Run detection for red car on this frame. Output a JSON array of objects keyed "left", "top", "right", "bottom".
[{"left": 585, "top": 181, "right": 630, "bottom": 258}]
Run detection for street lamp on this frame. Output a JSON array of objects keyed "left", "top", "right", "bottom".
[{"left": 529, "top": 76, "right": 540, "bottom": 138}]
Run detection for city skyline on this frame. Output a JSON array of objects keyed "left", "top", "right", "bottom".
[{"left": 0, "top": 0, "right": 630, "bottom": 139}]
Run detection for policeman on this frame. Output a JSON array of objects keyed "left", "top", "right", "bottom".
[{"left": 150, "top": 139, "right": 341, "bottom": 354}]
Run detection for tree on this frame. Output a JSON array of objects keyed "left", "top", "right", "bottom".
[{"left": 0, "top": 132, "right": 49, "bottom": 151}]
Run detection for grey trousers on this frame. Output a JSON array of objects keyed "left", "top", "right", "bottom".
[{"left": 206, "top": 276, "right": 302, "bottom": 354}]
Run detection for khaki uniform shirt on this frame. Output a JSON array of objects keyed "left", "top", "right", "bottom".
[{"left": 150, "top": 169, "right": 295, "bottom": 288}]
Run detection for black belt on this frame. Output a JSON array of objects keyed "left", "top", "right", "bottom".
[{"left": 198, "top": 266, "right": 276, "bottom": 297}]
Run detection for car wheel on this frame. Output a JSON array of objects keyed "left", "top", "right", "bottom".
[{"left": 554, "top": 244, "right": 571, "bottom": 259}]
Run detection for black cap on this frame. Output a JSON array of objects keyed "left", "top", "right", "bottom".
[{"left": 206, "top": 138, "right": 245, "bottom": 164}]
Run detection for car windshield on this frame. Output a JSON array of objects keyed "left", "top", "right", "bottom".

==============================

Count the lines in the rows above that contain the string "objects", with case counting, and give only the number.

Solution for this task:
11